Select every line in the records below that contains the word "road", and copy each one out in full.

---------- EXERCISE MATERIALS ----------

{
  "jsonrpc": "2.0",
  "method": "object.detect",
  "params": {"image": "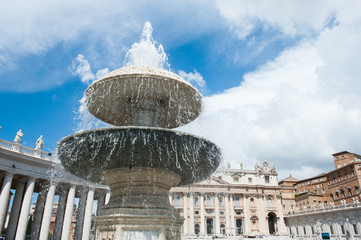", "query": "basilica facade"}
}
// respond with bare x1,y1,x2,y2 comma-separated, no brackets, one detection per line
169,161,287,236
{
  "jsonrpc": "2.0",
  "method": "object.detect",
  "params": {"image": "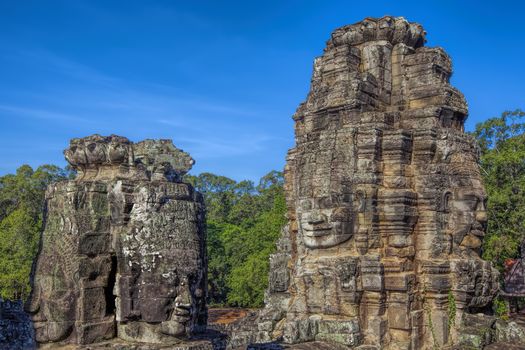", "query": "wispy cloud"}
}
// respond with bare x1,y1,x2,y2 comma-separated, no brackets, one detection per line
0,105,89,122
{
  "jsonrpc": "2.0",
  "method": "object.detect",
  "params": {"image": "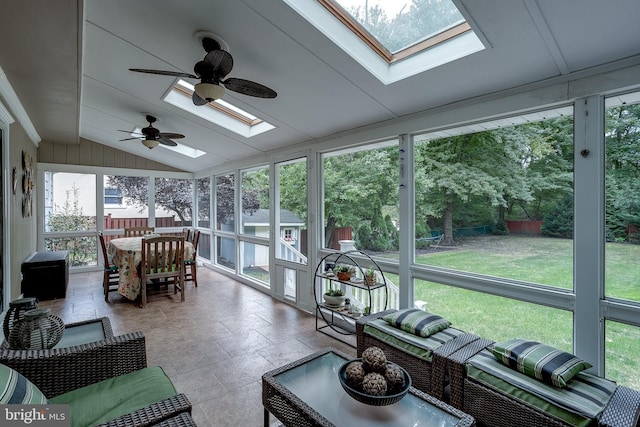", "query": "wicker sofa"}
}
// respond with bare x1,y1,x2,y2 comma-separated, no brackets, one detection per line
356,310,640,427
356,309,475,400
0,318,194,427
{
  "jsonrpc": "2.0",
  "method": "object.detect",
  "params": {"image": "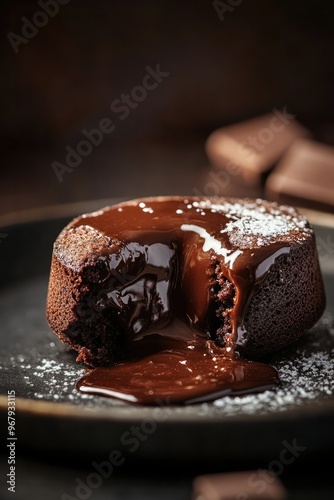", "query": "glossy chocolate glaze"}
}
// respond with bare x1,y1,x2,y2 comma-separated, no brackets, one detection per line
72,198,305,404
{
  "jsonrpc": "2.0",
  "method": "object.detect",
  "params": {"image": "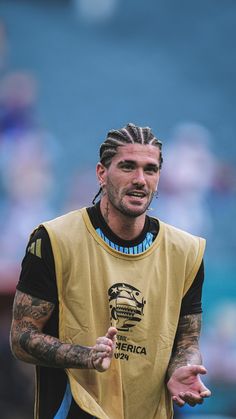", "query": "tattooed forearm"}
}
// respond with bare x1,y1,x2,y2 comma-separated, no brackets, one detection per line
10,291,92,368
19,330,91,368
167,314,202,378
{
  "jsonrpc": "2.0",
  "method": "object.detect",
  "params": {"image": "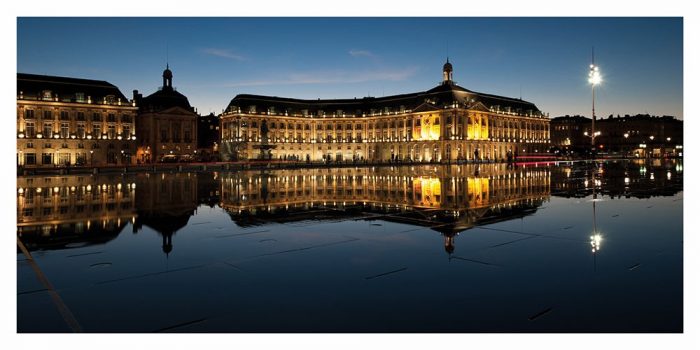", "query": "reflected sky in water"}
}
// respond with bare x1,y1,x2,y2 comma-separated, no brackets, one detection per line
17,160,683,332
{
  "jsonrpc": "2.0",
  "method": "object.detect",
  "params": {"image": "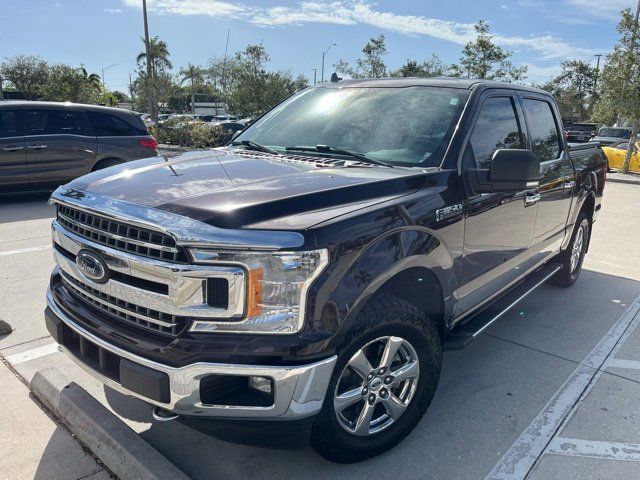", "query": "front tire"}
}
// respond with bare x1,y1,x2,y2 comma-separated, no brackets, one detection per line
311,294,442,463
549,212,591,287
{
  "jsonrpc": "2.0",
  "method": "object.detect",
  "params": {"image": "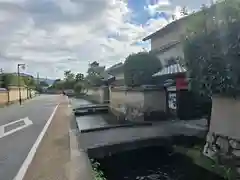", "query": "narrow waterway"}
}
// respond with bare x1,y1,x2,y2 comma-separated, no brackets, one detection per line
94,147,223,180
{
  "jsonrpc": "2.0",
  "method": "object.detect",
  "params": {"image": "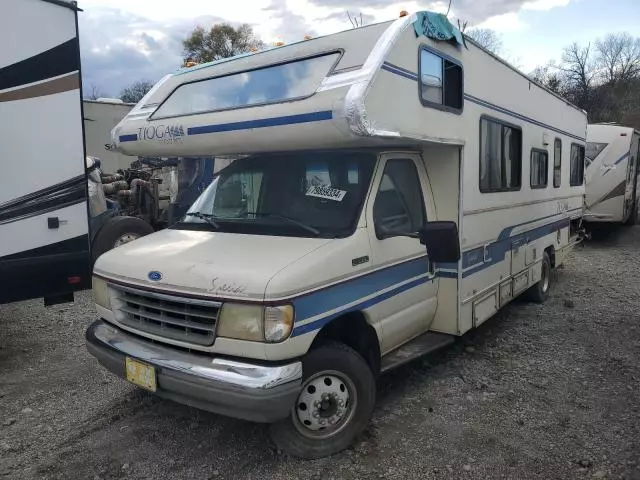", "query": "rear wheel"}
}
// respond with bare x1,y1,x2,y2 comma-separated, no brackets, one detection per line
527,252,551,303
271,342,376,459
92,217,154,262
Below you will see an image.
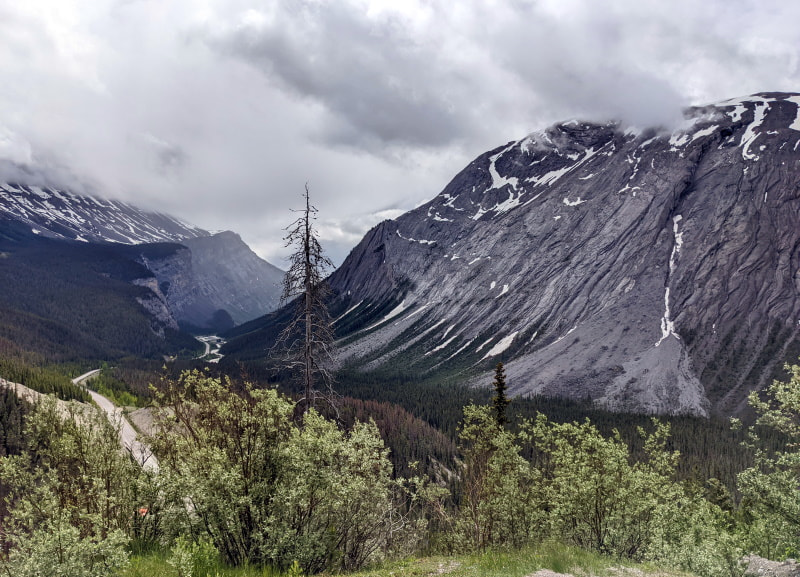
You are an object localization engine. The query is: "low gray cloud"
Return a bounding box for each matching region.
[0,0,800,263]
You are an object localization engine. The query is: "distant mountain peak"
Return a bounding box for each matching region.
[231,92,800,414]
[0,183,211,244]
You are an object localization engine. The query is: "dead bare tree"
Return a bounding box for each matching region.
[277,184,335,415]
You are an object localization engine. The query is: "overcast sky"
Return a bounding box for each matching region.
[0,0,800,267]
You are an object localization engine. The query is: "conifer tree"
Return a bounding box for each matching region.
[278,185,333,414]
[492,363,509,429]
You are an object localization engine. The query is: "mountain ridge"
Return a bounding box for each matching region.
[0,183,283,331]
[222,93,800,415]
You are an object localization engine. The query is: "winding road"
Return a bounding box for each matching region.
[72,369,158,473]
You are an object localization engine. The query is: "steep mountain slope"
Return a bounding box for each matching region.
[0,183,206,244]
[231,93,800,414]
[0,184,283,330]
[0,215,197,363]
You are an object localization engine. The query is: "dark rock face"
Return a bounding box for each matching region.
[0,184,283,330]
[139,232,283,330]
[331,93,800,414]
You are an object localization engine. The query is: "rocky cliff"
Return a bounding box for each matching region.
[0,183,283,331]
[138,231,283,330]
[238,93,800,414]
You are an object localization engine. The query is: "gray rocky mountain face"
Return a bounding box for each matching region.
[139,231,283,330]
[331,93,800,414]
[0,183,283,330]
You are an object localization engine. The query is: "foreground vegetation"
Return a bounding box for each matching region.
[120,542,687,577]
[0,367,800,577]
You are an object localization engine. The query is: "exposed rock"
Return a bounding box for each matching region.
[231,93,800,414]
[0,183,283,330]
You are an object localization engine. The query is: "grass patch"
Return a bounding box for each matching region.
[120,543,691,577]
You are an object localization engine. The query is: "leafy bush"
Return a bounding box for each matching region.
[153,371,424,573]
[738,365,800,559]
[0,397,137,577]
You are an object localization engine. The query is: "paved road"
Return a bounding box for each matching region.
[72,369,158,473]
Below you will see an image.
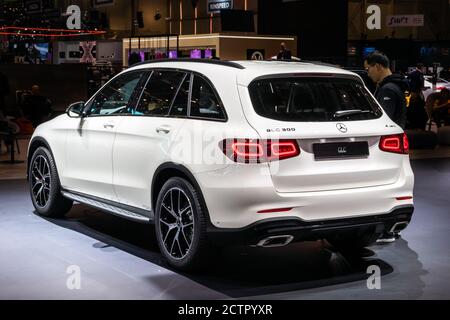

----------

• _THE OUTPUT_:
You are an object localization engine. The query is: "winding road"
You are an object localization engine. The query is: "paved road"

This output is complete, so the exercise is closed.